*** Opening DATA PROVIDED ***

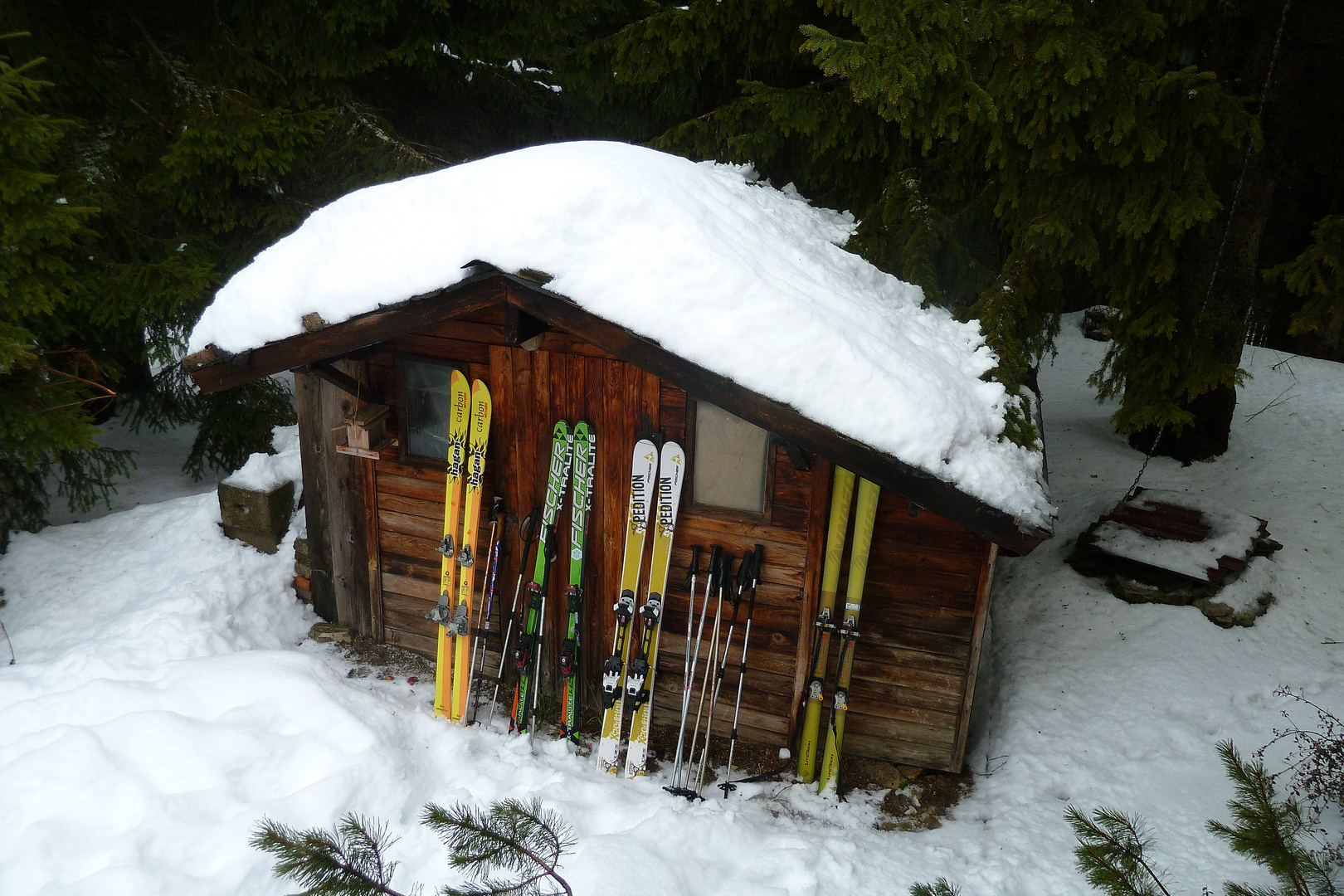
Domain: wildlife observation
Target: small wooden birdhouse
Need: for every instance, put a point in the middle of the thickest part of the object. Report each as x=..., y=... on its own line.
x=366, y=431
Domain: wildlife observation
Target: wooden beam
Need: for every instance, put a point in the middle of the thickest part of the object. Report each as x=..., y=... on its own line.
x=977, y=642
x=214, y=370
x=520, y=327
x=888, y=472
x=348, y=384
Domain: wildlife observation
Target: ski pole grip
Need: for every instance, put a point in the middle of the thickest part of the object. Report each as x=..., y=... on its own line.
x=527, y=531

*** Closing DATA PROVIDED ***
*** Opening DATA PROVIDED ***

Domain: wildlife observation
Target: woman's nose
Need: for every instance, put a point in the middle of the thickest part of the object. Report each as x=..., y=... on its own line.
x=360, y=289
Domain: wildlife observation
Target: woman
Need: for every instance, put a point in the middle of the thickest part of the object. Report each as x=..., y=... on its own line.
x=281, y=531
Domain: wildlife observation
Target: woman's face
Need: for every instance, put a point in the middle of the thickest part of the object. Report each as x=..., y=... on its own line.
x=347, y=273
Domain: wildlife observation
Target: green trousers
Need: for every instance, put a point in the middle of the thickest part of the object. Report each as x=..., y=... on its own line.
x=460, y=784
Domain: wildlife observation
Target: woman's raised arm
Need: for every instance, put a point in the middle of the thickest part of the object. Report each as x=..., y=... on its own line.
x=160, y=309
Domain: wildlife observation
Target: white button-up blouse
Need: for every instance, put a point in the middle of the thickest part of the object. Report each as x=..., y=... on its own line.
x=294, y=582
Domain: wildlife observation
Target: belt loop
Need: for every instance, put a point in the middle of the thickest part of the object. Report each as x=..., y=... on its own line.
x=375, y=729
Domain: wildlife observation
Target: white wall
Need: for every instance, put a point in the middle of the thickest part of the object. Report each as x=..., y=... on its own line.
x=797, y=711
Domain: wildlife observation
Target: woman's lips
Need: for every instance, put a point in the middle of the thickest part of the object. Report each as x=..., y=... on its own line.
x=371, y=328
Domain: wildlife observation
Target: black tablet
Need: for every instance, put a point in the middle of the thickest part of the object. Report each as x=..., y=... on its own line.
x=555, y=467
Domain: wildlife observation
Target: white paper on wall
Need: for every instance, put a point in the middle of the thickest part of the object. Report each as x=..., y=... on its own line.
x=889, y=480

*** Closing DATA PROVIDED ***

Return each line above where the word "woman" shows up.

* RESULT
Target: woman's nose
Target: woman
Target: woman's face
Target: woman's raised arm
Target: woman's lips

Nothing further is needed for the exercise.